-- The problem --
Please reproduce all of the data below, requests included, and add -128 to every coordinate in the answers.

-- Records shown --
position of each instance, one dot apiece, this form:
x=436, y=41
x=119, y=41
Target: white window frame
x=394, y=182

-- Solution to this exercise --
position of each instance, one dot apiece, this form:
x=436, y=41
x=119, y=41
Target: white window frame
x=266, y=54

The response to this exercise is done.